++++ Provided entries ++++

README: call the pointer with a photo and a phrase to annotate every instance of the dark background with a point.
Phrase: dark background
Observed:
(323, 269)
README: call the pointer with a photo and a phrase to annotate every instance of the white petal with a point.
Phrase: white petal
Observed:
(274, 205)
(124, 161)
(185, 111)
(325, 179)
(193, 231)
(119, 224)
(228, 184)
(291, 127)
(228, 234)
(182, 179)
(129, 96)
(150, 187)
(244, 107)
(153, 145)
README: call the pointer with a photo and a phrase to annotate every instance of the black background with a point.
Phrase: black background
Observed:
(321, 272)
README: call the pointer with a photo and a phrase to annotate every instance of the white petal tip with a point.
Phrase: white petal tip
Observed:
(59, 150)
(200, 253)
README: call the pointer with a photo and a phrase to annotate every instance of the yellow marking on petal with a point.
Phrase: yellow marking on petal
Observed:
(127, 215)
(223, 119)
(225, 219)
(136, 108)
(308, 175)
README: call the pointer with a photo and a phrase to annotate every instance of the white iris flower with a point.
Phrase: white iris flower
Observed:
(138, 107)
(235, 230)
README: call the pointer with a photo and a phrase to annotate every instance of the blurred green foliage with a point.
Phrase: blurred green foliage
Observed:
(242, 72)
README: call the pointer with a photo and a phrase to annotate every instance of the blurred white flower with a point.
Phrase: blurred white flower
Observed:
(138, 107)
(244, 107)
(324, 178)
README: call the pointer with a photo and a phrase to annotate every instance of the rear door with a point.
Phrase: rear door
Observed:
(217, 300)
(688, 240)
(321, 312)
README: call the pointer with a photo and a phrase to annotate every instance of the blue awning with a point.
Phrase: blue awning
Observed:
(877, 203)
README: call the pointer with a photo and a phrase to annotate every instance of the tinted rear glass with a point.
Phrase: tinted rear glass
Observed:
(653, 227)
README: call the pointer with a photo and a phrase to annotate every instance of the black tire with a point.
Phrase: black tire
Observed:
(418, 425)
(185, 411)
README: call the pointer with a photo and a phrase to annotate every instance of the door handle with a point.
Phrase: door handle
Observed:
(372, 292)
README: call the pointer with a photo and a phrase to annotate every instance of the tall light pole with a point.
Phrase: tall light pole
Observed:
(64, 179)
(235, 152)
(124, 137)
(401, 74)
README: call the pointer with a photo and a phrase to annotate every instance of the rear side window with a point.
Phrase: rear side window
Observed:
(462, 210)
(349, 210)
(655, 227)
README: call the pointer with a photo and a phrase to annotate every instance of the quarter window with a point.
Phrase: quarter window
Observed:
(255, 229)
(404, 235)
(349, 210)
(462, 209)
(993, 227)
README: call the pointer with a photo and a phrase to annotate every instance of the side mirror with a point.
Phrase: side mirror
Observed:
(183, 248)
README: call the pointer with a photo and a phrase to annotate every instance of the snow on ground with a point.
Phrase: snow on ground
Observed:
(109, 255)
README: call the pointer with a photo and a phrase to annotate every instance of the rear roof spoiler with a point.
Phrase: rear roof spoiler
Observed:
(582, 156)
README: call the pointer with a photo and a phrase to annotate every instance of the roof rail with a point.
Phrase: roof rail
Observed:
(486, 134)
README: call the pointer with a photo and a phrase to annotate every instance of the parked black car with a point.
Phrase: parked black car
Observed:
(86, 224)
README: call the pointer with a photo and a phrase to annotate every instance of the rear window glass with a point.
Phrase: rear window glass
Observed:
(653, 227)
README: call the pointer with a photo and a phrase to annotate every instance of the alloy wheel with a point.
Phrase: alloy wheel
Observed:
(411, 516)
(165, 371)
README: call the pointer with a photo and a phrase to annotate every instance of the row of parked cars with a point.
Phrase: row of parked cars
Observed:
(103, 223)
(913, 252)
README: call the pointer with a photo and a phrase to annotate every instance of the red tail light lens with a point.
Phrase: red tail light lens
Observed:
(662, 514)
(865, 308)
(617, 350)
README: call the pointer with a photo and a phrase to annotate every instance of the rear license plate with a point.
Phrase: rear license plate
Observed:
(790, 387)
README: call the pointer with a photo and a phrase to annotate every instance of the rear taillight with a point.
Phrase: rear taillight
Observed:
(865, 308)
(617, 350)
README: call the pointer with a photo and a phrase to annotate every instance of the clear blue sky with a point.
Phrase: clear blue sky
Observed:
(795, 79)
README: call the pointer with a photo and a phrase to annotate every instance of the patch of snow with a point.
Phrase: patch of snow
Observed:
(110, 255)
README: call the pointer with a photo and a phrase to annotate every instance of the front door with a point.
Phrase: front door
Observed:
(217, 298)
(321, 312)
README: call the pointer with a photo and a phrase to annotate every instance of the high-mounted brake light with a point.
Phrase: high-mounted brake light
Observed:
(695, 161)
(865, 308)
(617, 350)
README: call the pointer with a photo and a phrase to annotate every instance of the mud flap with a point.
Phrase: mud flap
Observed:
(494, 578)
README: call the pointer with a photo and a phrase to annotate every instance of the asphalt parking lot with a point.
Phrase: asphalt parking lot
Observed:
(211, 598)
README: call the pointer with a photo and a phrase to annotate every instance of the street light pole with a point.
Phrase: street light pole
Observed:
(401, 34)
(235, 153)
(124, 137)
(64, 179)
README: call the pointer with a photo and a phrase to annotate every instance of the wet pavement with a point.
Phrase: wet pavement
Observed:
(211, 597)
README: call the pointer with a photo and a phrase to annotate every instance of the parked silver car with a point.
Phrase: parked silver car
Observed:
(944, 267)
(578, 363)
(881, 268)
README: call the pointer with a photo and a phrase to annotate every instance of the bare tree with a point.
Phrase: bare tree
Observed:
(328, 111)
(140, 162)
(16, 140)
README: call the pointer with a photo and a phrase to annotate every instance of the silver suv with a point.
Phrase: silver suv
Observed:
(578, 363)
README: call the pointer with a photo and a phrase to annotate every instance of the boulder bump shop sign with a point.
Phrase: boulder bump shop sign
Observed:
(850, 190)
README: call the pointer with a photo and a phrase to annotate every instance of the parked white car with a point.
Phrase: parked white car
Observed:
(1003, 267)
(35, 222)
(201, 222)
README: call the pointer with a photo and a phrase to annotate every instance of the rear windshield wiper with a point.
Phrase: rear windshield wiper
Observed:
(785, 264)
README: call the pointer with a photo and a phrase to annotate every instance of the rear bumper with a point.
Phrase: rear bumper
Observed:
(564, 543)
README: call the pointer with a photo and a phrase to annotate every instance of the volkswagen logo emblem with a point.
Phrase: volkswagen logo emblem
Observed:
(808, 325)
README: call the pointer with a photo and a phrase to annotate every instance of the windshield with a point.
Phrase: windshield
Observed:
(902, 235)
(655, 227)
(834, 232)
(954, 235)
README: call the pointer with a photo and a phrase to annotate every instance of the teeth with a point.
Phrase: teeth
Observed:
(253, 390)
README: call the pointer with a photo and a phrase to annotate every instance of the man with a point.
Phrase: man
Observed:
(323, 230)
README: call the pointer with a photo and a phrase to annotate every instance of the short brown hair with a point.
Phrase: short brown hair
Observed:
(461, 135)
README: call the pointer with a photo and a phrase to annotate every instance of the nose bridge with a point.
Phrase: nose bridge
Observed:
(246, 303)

++++

§ **Assignment**
Every record shown above should be given back exactly.

§ **Solution for this task**
README: call the pointer with a photo and a phrase to annotate every instance of the dark background with a point.
Phrase: dark background
Observed:
(323, 269)
README: call the pointer with a photo and a phrase to annotate every instance of the white petal with a point.
Phrase: white petal
Observed:
(274, 205)
(124, 161)
(185, 111)
(325, 179)
(193, 231)
(119, 224)
(228, 184)
(291, 127)
(228, 234)
(182, 179)
(129, 96)
(150, 187)
(244, 107)
(153, 145)
README: call the pointer with a photo and a phrase to annotate every instance of the black background with a point.
Phrase: black background
Observed:
(321, 272)
README: call the pointer with a photo and a phrase to annotate every instance of the white petal tip with a point.
Phrase: white petal tip
Observed:
(59, 150)
(200, 253)
README: call the pointer with a photo and a phrase to annotate every instance of the yellow marking on petal with a point.
Phrase: yellow marking on petal
Observed:
(127, 215)
(223, 119)
(225, 219)
(136, 108)
(308, 175)
README: call the pointer with a photo and a phrase to annotate every instance of the white iris flower with a point.
Phrase: white iris flower
Observed:
(138, 107)
(235, 230)
README: call the pointer with a photo and a phrase to annotate every instance of the blurred green foliage with a point.
Phrase: blurred green foliage
Observed:
(242, 72)
README: call the pointer with a photo and a phrase to annotate every instance of the blurred white flower with a point.
Phrase: blurred white flower
Observed:
(138, 107)
(244, 107)
(324, 178)
README: call the pointer with a photo and a phrase to annotate every instance of the rear door with a point.
Phrase: rear door
Observed:
(217, 300)
(688, 240)
(321, 312)
README: call the pointer with a photo and a phrase to annotate every instance of the blue awning with a point.
Phrase: blue awning
Observed:
(877, 203)
README: call the pointer with a photo and a phrase to annotate every instance of the tinted rear glass with a point.
Phrase: tinted rear glass
Observed:
(653, 227)
README: call the pointer with a photo and a phrase to annotate every instance of the black tire with a point.
Phrase: black tire
Observed:
(418, 425)
(185, 411)
README: call the pointer with a photo and a phrase to annotate every instance of the door handle with a point.
Phrase: door handle
Observed:
(372, 292)
README: call the pointer with a photo and a phrase to annotate every instance of the tall light pole with a point.
Phrase: tall light pole
Observed:
(64, 179)
(235, 152)
(124, 137)
(401, 74)
README: call the pointer with a photo and a phrase to annotate every instance of the rear side window with a point.
Phrase: rear side window
Observed:
(462, 210)
(349, 210)
(655, 227)
README: call the pointer with a photo and a phrase to annotate every instance of the quarter window with a point.
Phrase: quarter window
Observed:
(255, 229)
(404, 235)
(349, 210)
(462, 209)
(993, 227)
README: call the pointer with a photo and a phrase to annotate every instance of the side mirror with a point.
Phrase: side mirror
Observed:
(183, 248)
README: call the pointer with a photo and a phrase to annotate every instance of the snow on ground with a point.
Phrase: snow on ground
Observed:
(109, 255)
README: call the pointer with a photo and a phrase to annotate every instance of the rear roof spoiler with a point.
Phrase: rear roof spoiler
Observed:
(582, 156)
README: call the pointer with a photo and a phrase to annotate every instance of the roof rail with a point.
Phrase: roof rail
Observed:
(486, 134)
README: call the pointer with a photo and a phrase to annotate every instance of the parked black car with a point.
Phrase: parked black car
Observed:
(86, 224)
README: call the pointer with a photo and a phrase to annotate every instance of the rear window glass with a point.
Phrase: rear window glass
Observed:
(653, 227)
README: call the pointer with a photo and a phrase to annotate every instance of the alloy wheel with a point.
Phrase: alloy wheel
Observed:
(411, 516)
(165, 371)
README: call the pointer with a photo and a phrase to annotate every instance of the row of parked cars with a point.
Phrase: row of parked cars
Observed:
(103, 223)
(913, 252)
README: call the pointer with a photo and a phrase to annotate every instance of the red tail light lens with a point.
Phrase: red tail light lens
Observed:
(662, 514)
(865, 308)
(617, 350)
README: call the pointer with a photo and a phrase to annotate every instance of the rear license plate with a point.
Phrase: rear license plate
Observed:
(790, 387)
README: call the pointer with a photo and a phrase to annotate every instance of the rear taillight with a point.
Phrase: rear taillight
Observed:
(865, 308)
(617, 350)
README: call the pointer with a photo and a phrase to annotate every instance of the clear blue sky with a point.
Phrase: clear blue sky
Observed:
(795, 79)
README: call the pointer with a photo and a phrase to annotate every instance of the patch of snow with a point.
Phrase: patch of snow
Observed:
(110, 255)
README: call the pointer with a photo and a phrase to annotate every instance of the front door with a point.
Phrase: front door
Observed:
(217, 298)
(321, 312)
README: call the pointer with a photo and a phrase to annotate every instance of the high-mounted brake light with a point.
Phrase: high-mounted brake light
Observed:
(695, 161)
(865, 308)
(617, 350)
README: call the pointer with a photo and a phrase to annotate every instance of the mud flap with a point.
Phrase: mud flap
Observed:
(494, 578)
README: call the pointer with a photo and a phrase to annotate every instance of the asphalt parking lot with a point.
Phrase: asphalt parking lot
Observed:
(211, 598)
README: call the pointer with a photo and a phrase to annotate every instance of the street light pole with a point.
Phrase: street light pole
Observed:
(401, 34)
(235, 153)
(124, 137)
(64, 179)
README: call the pointer with a photo and a phrase to annotate every instance of the wet pavement with a point.
Phrase: wet pavement
Observed:
(211, 597)
README: call the pointer with a photo and a phrase to annotate every instance of the parked silver car with a point.
Phrase: parked silver car
Observed:
(944, 267)
(578, 363)
(881, 268)
README: call the pointer with a photo and a phrase to annotate every instance of the bare tree with a point.
Phrase: bare tree
Observed:
(328, 111)
(140, 162)
(16, 140)
README: call the pointer with a photo and a phrase to annotate every instance of the silver suv with a point.
Phrase: silver suv
Observed:
(578, 363)
README: call the pointer with a photo and a phrase to annotate every instance of the boulder bump shop sign with a point.
Phrase: boulder bump shop sign
Observed:
(850, 190)
README: call the pointer with a photo and a phrase to annotate every instance of the parked white car with a point.
Phrase: parked white car
Observed:
(1003, 267)
(35, 222)
(201, 222)
README: call the pointer with a photo and a phrase to annotate every instance of the rear windshield wiper with a point.
Phrase: rear windshield wiper
Observed:
(785, 264)
README: call the pointer with a photo and a phrase to annotate every instance of the rear bumper with a point.
Phrase: rear bumper
Observed:
(564, 543)
README: call the pointer with a photo and a phrase to annotate every instance of the volkswagen logo emblem with a point.
Phrase: volkswagen logo emblem
Observed:
(808, 325)
README: call the pointer with a photo and a phrase to annotate every instance of the windshield with a point.
Phrase: windshield
Observed:
(902, 235)
(655, 227)
(834, 232)
(954, 235)
README: call the pointer with a photo and a phrase to annotate every instance of the teeth with a point.
Phrase: teeth
Observed:
(253, 390)
README: call the pointer with a photo and a phrase to annotate every instance of the man with a point.
Phrase: man
Observed:
(323, 230)
README: call the pointer with a photo and a phrase to annotate every instance of the short brown hair with a point.
Phrase: short brown hair
Observed:
(461, 135)
README: call the pointer with a photo and a phrase to annotate every instance of the nose bridge with a point.
Phrase: nose bridge
Observed:
(246, 303)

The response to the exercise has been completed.